Representative democracy is a division of labour in the face of information overload. John Stuart Mill had sympathy for parliaments as best suited to be places of public debate on the various opinions held by the population and as a watchdog of the professionals who create and administer laws and policy:
Their part is to indicate wants, to be an organ for popular demands, and a place of adverse discussion for all opinions relating to public matters, both great and small; and, along with this, to check by criticism, and eventually by withdrawing their support, those high public officers who really conduct the public business, or who appoint those by whom it is conducted.
Representative democracy has the advantage of allowing the community to rely in its decision-making on the contributions of individuals with special qualifications of intelligence or character. Representative democracy makes a more effective use of resources within the citizenry to advance the common good.
Members of parliament are trustees who follow their own understanding of the best action to pursue in another view. As Edmund Burke wrote:
Parliament is not a congress of ambassadors from different and hostile interests; which interests each must maintain, as an agent and advocate, against other agents and advocates; but parliament is a deliberative assembly of one nation, with one interest, that of the whole; where, not local purposes, not local prejudices ought to guide, but the general good, resulting from the general reason of the whole.
You choose a member indeed; but when you have chosen him, he is not a member of Bristol, but he is a member of parliament. … Our representative owes you, not his industry only, but his judgment; and he betrays instead of serving you if he sacrifices it to your opinion.
Modern democracy is government subject to electoral checks. Citizens do have sufficient knowledge and sophistication to vote out leaders who are performing poorly or contrary to their wishes. Modern democracy is the power to replace governments at periodic elections.

------------------------------

(Required work):
(a) In the passage on representative democracy, what does Burke say a representative owes the voters besides his industry?
(b) Extend the passage on representative democracy past its final sentence.
The listing is not needed for this work.

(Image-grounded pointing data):

------------------------------

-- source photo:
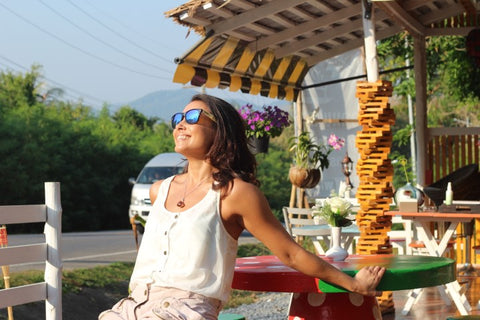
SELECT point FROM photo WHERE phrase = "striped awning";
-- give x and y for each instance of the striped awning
(227, 62)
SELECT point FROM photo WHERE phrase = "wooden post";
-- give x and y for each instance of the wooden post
(6, 269)
(54, 266)
(420, 68)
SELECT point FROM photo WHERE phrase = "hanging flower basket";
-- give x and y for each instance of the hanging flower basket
(258, 145)
(304, 178)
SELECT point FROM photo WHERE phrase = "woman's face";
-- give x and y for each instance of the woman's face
(196, 139)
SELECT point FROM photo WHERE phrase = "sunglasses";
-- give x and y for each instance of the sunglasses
(191, 116)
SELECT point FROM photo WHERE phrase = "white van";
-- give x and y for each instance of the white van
(159, 167)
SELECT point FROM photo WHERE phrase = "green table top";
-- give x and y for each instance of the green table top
(268, 273)
(402, 271)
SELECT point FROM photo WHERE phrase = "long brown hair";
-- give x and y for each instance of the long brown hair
(229, 152)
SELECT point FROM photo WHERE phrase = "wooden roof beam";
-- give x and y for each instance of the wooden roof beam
(402, 17)
(307, 27)
(351, 45)
(252, 15)
(315, 40)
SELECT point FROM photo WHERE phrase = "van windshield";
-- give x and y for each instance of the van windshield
(151, 174)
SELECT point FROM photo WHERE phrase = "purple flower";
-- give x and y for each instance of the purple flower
(269, 121)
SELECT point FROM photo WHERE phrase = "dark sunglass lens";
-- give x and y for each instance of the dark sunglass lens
(192, 116)
(176, 119)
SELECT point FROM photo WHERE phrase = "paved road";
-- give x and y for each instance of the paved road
(89, 249)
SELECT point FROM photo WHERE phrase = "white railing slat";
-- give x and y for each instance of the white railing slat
(22, 254)
(23, 214)
(49, 252)
(23, 294)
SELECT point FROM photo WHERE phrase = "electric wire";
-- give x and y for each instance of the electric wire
(129, 28)
(116, 33)
(80, 49)
(61, 86)
(100, 40)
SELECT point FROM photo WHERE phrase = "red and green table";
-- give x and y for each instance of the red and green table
(315, 299)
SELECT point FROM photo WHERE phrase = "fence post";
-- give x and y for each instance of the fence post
(54, 266)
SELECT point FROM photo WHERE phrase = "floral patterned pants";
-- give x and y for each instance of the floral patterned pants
(147, 302)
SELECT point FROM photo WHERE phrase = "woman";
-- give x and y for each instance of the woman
(185, 264)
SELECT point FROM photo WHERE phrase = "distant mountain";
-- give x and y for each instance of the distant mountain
(164, 103)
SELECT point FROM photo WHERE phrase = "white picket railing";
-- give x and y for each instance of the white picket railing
(50, 252)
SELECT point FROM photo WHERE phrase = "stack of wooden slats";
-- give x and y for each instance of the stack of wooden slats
(375, 172)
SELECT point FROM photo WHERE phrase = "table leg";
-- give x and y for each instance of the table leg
(437, 250)
(333, 306)
(463, 306)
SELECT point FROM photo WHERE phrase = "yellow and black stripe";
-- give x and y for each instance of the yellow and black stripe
(222, 62)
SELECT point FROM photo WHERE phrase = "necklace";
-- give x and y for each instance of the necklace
(181, 203)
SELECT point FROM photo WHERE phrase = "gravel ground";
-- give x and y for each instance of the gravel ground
(270, 306)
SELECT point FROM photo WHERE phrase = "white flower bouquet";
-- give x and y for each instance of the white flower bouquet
(334, 210)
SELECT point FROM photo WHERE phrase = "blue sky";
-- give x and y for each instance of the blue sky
(98, 51)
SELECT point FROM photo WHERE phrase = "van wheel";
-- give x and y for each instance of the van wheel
(140, 228)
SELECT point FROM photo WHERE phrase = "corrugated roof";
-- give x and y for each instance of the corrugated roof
(267, 46)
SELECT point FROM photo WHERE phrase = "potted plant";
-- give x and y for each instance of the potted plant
(335, 211)
(309, 158)
(261, 125)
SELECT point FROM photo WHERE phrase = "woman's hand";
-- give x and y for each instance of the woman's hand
(367, 280)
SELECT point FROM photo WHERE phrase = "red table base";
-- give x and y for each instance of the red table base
(338, 306)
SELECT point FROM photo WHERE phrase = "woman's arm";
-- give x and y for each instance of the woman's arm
(250, 209)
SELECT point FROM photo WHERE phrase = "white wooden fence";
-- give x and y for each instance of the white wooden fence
(50, 251)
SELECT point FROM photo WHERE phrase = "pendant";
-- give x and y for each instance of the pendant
(181, 204)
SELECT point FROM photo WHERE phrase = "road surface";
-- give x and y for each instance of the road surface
(90, 249)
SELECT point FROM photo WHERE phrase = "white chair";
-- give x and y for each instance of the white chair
(402, 239)
(296, 218)
(49, 251)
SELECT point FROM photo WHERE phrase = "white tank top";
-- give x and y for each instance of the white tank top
(189, 250)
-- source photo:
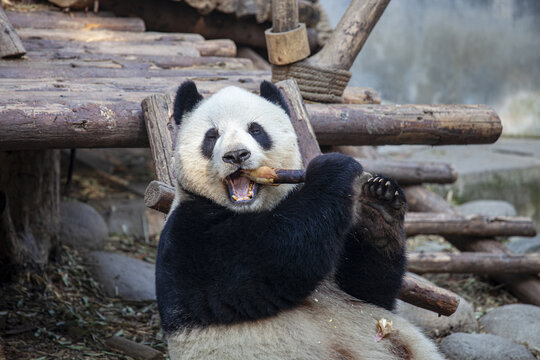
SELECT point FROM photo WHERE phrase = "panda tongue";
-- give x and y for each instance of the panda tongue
(240, 185)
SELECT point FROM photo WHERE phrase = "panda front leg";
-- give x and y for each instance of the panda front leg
(374, 260)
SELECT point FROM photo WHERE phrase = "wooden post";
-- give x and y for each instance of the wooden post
(158, 112)
(29, 212)
(309, 148)
(287, 40)
(350, 34)
(323, 76)
(524, 287)
(10, 43)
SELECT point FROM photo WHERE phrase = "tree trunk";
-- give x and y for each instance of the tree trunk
(29, 206)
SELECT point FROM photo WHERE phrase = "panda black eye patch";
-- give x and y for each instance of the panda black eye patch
(209, 142)
(260, 135)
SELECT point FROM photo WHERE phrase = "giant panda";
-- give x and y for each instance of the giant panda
(246, 271)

------------------------------

(Answers):
(a) His judgment.

(b)
Richard Posner argued that a representative democracy enables the adult population, at very little cost in time, money or distraction from private pursuits commercial or otherwise:
to punish at least the flagrant mistakes and misfeasance of officialdom,
to assure an orderly succession of at least minimally competent officials,
to generate feedback to the officials concerning the consequences of their policies,
to prevent officials from (or punish them for) entirely ignoring the interests of the governed, and
to prevent serious misalignments between government action and public opinion.
The power of the electorate to turn elected officials out of office at the next election gives elected officials an incentive to adopt policies that do not outrage public opinion and administer the policies with some minimum honesty and competence.
A referendum is too blunt an instrument for a matter requiring finely judged compromises
A referendum is an all or nothing choice that does not allow an iterative process where people can converge on better and better drafts of the proposed law. Only Parliament can do that.
Bills have 3 readings on the floor of the house and a select committee process for a reason. There is plenty of time for the parliament to deliberate consider options and alternatives and change its mind in light of further revisions to a bill. None of those possibilities for reflection and reconsideration are available in a referendum. That is why we live in a representative democracy.
We choose people and parties who we see to be of sound judgement and leave the details to them. If they keep getting it wrong, those members of parliament will pay at the ballot box.